Ambulance records indicate severe health conditions that have escalated resulting in acute symptoms, often requiring urgent medical attention. During the COVID-19 pandemic our research team, led by Dr Harriet Moore from School of Geography with CaHRU and the Lincoln Institute for Rural Health, used ambulance attendance records from the East Midlands Ambulance NHS Trust (EMAS) to identify regions with unusually high rates of patients who were suspected to be severely ill from COVID-19, and to consider how the relationship between physical landscapes and societies is changing in response to emerging infectious diseases.
We identified 13 ‘unusual’ clusters and suggest that the drivers of vulnerability vary between urban and rural, as well as coastal and inland spaces. Further, spaces that are usually considered to be ‘healthy’, like parks and commons, may have become spaces of high risk in the context of contagion. Alongside this research, we investigated the mental health impacts of the first national ‘lockdown’ on people living in the East Midlands of the UK.

- **WORK REQUEST 1**:
Answer from the passage on the ambulance-record research:
(a) Which trust supplied the ambulance attendance records?
(b) How many 'unusual' clusters did the team identify?
(c) What did the team investigate about the first national 'lockdown'?
- **WORK REQUEST 2**: Extend the passage on the COVID-19 ambulance-record research, picking up after its final sentence.

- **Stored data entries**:

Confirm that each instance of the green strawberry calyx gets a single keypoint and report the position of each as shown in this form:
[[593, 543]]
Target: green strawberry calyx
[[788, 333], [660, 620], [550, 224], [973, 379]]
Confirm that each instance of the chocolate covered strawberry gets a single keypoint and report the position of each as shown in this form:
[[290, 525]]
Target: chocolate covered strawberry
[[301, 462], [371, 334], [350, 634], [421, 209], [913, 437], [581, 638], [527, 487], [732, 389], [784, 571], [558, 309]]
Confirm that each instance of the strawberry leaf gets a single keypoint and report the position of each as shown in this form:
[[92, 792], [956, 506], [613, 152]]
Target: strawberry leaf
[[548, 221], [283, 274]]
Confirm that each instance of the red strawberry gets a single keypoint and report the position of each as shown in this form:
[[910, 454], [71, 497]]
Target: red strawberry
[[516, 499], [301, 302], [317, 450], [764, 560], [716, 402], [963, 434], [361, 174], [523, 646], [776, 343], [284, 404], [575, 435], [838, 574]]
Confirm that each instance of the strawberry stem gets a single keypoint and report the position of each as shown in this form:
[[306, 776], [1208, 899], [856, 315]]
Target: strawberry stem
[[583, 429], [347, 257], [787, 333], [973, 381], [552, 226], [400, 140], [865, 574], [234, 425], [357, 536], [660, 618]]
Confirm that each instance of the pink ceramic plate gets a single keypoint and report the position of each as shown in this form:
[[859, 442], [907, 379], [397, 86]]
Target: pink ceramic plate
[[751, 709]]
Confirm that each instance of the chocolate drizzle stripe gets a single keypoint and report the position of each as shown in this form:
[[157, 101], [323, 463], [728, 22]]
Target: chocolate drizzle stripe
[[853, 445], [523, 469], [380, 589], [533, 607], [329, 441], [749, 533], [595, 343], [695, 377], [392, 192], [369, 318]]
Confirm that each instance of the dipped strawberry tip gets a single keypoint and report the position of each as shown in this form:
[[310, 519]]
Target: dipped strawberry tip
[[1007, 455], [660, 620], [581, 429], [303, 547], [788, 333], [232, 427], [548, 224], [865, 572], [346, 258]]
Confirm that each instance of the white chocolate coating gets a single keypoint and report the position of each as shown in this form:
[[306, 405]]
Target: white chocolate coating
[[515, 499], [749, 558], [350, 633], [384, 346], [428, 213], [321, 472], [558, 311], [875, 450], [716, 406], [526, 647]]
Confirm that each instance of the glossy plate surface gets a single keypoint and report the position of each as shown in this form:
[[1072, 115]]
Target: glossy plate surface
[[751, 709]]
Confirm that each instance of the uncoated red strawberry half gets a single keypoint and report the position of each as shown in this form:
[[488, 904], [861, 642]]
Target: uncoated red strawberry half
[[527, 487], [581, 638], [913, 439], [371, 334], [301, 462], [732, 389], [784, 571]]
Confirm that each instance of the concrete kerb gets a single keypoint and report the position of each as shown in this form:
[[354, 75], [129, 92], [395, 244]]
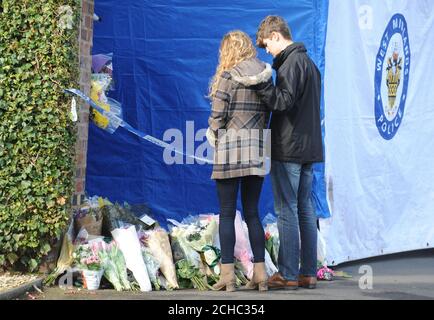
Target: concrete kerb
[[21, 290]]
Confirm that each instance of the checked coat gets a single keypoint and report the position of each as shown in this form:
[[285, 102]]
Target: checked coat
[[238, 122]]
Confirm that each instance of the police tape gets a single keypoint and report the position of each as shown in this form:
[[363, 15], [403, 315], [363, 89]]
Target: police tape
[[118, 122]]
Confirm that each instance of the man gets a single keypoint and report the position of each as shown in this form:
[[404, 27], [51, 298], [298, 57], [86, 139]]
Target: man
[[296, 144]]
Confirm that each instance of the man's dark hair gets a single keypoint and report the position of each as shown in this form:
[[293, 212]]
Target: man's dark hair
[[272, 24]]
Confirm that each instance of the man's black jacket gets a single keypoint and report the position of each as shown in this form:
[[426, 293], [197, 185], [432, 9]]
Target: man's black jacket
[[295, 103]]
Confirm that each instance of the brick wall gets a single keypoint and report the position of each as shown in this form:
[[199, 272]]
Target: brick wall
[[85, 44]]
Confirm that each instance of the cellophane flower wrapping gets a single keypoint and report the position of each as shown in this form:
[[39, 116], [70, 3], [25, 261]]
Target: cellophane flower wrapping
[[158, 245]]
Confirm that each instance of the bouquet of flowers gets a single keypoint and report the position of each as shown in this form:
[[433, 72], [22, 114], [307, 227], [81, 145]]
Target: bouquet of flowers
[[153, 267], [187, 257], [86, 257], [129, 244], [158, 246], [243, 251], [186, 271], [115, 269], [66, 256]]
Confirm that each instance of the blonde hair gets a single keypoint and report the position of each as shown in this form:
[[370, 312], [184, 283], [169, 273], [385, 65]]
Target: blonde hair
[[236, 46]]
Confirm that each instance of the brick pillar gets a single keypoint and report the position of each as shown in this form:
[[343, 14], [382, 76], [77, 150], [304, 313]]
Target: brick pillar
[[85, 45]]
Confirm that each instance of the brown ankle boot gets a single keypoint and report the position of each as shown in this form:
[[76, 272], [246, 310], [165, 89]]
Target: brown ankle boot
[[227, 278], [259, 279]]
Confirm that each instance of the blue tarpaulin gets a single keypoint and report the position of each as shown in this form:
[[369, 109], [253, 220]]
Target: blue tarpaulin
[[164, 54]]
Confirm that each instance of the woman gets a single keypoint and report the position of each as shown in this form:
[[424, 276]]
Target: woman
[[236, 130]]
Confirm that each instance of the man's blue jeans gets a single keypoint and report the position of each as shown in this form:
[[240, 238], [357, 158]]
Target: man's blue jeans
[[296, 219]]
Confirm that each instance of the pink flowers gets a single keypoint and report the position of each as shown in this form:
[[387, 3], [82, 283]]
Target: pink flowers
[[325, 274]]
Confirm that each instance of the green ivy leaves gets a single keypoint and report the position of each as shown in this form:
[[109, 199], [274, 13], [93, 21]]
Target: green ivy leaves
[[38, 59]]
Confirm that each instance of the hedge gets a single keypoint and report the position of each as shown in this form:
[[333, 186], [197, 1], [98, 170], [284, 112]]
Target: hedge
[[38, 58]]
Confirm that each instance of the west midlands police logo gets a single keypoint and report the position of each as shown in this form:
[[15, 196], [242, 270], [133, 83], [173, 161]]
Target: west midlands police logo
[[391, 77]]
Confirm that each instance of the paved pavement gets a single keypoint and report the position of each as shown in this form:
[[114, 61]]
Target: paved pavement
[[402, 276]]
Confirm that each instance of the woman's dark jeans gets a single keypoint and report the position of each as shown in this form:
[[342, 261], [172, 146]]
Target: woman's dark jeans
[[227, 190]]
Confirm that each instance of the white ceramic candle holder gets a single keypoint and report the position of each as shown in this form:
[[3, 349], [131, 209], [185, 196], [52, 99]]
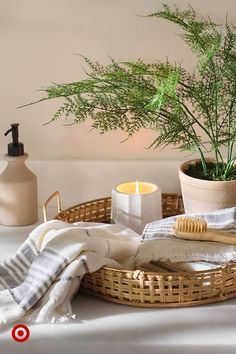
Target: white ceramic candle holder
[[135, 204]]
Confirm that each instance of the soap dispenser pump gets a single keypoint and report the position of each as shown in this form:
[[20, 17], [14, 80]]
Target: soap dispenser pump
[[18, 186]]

---

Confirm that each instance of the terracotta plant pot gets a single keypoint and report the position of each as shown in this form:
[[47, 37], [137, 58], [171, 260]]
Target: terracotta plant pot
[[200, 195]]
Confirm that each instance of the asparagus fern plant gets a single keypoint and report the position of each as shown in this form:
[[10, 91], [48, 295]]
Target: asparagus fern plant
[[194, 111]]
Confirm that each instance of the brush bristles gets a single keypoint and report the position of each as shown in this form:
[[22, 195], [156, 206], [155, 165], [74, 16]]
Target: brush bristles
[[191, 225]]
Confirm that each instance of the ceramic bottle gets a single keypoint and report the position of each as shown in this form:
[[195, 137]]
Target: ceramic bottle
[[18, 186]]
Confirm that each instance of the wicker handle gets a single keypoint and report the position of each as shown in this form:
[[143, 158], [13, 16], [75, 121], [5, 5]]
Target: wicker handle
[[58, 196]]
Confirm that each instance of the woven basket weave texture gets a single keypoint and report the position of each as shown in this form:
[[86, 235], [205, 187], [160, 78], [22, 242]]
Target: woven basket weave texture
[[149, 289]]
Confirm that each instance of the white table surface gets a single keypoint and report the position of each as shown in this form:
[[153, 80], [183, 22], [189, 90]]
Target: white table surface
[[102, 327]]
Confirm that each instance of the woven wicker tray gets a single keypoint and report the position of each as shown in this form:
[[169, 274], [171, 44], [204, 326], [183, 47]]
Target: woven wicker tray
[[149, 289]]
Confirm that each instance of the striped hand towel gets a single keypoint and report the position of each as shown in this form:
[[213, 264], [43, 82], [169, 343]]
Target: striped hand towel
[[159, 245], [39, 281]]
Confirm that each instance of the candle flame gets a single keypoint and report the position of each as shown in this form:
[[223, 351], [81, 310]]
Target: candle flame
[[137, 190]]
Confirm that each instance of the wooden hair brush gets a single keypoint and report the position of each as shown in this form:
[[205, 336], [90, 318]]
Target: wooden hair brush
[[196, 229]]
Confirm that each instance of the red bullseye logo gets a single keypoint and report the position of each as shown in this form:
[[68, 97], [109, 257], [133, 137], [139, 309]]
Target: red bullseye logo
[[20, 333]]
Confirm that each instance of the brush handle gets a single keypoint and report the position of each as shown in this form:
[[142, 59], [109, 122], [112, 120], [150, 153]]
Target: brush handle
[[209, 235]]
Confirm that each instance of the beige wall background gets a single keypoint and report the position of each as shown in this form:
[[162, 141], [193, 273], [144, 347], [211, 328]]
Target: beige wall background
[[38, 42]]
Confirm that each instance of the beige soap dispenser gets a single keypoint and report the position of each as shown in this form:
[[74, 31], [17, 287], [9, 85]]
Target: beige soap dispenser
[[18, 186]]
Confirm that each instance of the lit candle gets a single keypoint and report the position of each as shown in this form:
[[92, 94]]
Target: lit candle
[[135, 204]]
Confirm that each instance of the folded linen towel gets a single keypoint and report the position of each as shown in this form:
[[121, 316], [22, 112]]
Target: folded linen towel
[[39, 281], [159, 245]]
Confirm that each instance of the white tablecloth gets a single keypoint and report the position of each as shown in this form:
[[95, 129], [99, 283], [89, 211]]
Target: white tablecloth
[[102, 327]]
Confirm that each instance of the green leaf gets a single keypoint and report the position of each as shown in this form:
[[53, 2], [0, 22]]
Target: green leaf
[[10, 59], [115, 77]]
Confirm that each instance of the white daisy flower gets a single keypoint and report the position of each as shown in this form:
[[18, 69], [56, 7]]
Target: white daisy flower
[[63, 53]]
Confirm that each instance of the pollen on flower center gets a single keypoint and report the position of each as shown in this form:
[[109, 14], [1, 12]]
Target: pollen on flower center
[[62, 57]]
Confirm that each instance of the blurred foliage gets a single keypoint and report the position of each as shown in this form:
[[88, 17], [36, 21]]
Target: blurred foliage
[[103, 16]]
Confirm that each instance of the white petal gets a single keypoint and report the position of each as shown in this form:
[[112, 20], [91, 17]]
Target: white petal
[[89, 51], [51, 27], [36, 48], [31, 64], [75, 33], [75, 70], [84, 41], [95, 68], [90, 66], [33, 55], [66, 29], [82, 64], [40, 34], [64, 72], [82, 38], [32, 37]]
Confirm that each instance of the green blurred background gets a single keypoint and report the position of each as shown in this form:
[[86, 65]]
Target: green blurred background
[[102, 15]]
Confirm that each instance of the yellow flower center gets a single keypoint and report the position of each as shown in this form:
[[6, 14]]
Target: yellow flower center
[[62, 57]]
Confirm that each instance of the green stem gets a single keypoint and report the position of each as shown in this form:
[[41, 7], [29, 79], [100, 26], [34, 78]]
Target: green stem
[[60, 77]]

* * *

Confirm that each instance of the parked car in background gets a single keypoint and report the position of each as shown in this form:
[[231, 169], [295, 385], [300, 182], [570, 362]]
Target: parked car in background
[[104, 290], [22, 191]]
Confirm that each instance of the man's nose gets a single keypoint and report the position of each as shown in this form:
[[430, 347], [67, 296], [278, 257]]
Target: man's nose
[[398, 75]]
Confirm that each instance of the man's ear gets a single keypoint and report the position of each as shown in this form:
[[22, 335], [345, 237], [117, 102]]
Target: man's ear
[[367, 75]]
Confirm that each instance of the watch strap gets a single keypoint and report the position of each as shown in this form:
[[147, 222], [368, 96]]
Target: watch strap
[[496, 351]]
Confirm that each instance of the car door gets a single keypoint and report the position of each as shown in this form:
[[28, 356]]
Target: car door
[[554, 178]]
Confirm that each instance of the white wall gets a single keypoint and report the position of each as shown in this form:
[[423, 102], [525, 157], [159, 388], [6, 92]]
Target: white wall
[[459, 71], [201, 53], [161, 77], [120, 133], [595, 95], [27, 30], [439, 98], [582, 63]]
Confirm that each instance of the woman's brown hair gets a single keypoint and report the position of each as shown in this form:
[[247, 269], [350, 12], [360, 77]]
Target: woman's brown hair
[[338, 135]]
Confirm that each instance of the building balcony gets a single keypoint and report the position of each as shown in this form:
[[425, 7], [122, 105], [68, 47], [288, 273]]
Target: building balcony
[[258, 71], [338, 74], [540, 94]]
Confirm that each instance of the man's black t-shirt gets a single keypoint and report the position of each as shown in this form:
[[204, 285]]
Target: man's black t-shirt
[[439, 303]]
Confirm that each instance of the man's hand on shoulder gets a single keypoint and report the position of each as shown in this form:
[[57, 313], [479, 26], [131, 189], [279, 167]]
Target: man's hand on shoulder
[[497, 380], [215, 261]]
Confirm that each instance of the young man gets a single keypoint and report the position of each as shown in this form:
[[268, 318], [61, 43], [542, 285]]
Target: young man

- **WRITTEN RESPONSE 1**:
(a) The East Midlands Ambulance NHS Trust (EMAS).
(b) 13.
(c) Its mental health impacts on people living in the East Midlands of the UK.

- **WRITTEN RESPONSE 2**:
Our analysis found that people of younger age, male gender, and South Asian and Black ethnicity are particularly vulnerable to experiencing acute mental health conditions during ‘lockdown’. Importantly, we observe that ambulance data represents groups in society who are typically underrepresented by common mental health research methods, like self-reporting. Males and people of minority ethnicity are less likely to engage with social surveys. Emergency medical data, like ambulance data, can be used to identify vulnerable groups during a pandemic, as well as under more ordinary circumstances.